'''

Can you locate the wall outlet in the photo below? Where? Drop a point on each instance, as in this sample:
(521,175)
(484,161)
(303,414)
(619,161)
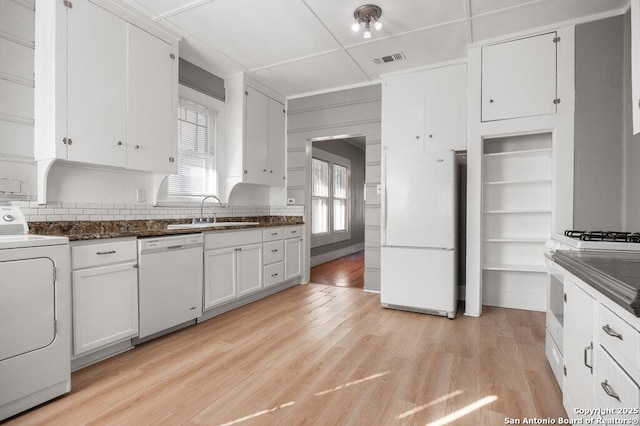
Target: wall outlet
(141,194)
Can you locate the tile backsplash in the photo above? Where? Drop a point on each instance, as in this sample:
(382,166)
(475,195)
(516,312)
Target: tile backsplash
(70,211)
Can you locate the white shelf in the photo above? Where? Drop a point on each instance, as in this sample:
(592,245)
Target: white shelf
(518,182)
(533,211)
(516,268)
(516,240)
(523,153)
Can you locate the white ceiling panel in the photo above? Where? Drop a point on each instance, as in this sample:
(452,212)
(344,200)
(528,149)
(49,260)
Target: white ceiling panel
(312,74)
(479,7)
(397,16)
(257,33)
(538,15)
(420,48)
(155,8)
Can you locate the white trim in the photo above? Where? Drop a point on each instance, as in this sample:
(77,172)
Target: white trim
(336,254)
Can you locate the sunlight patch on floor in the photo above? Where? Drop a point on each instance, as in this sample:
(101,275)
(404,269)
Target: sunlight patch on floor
(428,404)
(464,411)
(259,413)
(355,382)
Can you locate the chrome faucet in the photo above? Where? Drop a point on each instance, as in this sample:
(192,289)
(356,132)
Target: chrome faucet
(201,219)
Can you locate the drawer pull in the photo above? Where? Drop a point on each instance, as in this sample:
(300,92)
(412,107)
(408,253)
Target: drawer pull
(611,332)
(609,390)
(590,347)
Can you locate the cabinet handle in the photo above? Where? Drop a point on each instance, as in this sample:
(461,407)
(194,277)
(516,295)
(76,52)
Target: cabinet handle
(588,348)
(611,332)
(609,390)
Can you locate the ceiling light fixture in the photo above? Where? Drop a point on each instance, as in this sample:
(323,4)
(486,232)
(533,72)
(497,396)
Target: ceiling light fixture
(367,14)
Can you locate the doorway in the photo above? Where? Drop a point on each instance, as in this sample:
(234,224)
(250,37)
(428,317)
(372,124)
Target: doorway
(337,210)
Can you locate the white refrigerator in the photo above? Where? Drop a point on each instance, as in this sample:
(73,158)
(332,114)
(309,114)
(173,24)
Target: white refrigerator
(419,224)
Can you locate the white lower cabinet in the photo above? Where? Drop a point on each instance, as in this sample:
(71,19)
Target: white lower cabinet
(601,357)
(293,258)
(232,265)
(105,295)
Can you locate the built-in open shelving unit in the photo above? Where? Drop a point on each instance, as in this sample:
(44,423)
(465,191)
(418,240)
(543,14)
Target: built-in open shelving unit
(517,209)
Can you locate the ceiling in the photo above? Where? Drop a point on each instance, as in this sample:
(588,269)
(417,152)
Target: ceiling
(306,46)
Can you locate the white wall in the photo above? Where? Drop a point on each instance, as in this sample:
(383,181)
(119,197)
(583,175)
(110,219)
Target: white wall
(354,112)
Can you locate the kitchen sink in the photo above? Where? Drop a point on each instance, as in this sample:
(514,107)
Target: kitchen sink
(209,225)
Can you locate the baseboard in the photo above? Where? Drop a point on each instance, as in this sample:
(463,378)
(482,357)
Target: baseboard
(336,254)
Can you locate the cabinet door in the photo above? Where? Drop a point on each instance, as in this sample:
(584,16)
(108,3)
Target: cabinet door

'''

Problem statement: Every entry above should be duplicated exactly. Do not include the images.

Finished exercise:
Can you locate the wall outlet in the photo below? Where? Drop a point on each instance, as in this sample:
(521,175)
(484,161)
(303,414)
(619,161)
Target: wall outlet
(141,194)
Can you locate the tile backsplash in the photo above? Where? Drop a point on each instance, as in this sample:
(382,166)
(475,195)
(516,312)
Target: tile backsplash
(70,211)
Can you locate the white shelf in the photo above? Where? Drop a point on each instance, as in this sample:
(592,245)
Target: white shelf
(518,182)
(533,211)
(516,268)
(516,240)
(523,153)
Can you locate the white ceiling panel in the photo above? Where? Drop a point on each instance, as in this sample:
(452,212)
(344,200)
(528,149)
(49,260)
Target: white ceiling panel
(312,74)
(479,7)
(397,16)
(257,33)
(538,15)
(420,48)
(155,8)
Can you locate the white trim in the photo above? Where? Drop a point on each instance, as in this sample:
(77,172)
Target: white trim
(336,254)
Can you locate the sunlight patch on floor in the photo above? Where? Drop a point on each instance, as in this sample:
(101,275)
(404,269)
Target: sunlight patch on floor
(428,404)
(464,411)
(259,413)
(355,382)
Can you locate the chrome faucet in the photo above? Where? Drop a point on each instance, as in this sample:
(192,289)
(356,132)
Target: chrome faucet
(201,219)
Can you locate the drawer pull in the photo above? Where? Drop a point on each instance, as in this sample:
(300,92)
(412,107)
(408,253)
Target: drawer pull
(611,332)
(609,390)
(590,347)
Can you locate the cabinet handle in the photo above? Where? Drop a point on each instance, as in this sample:
(461,407)
(194,277)
(516,295)
(76,52)
Target: cabinet handle
(588,348)
(611,332)
(609,390)
Can you locate the ceiling light fixture in the photo above? Where? Drop a point on each instance, as in this sample:
(323,4)
(486,232)
(533,72)
(497,396)
Target: ceiling light fixture
(367,14)
Can you locate the doorway in the photo above? Where? Drop a point on each instance, as in this sample:
(234,224)
(250,37)
(428,317)
(372,124)
Target: doorway
(337,210)
Can you locate the white refrigerator in the photo above? Where? Drop a point on each instance, as in this sample:
(73,158)
(332,114)
(309,114)
(173,24)
Target: white refrigerator
(419,224)
Can you locate the white lower cabinet in the photo above? Where? Drop a point on each instance, as in this sample:
(71,19)
Target: white lower cabinet
(601,357)
(293,258)
(232,265)
(105,295)
Can you locate the built-in open shelving unit in the photo above? Where? Drop a point on each instance, as in this sample:
(44,423)
(465,191)
(418,240)
(543,14)
Target: built-in open shelving unit
(517,209)
Can you locate the ceiling in the photo above? Where? Drop a point on each instance, as in this sample:
(588,269)
(417,152)
Target: ceiling
(306,46)
Can you locate the white wall in the photo above? Where? Drop a point on each instance, as in this sample:
(383,181)
(119,197)
(583,175)
(110,219)
Target: white wall
(354,112)
Can you locate the kitchen sink in the photo above? Where? Drop a point on each instance, as in this sample:
(514,107)
Target: kitchen sink
(209,225)
Can you locate the baseboard in the photo above? Where? Drop a point on each instance, as in this sample:
(463,378)
(482,357)
Target: baseboard
(336,254)
Can you locate the cabinet door in the photo above? Where? Drop a point on each instance, as in this sample:
(584,16)
(108,3)
Target: cabinet door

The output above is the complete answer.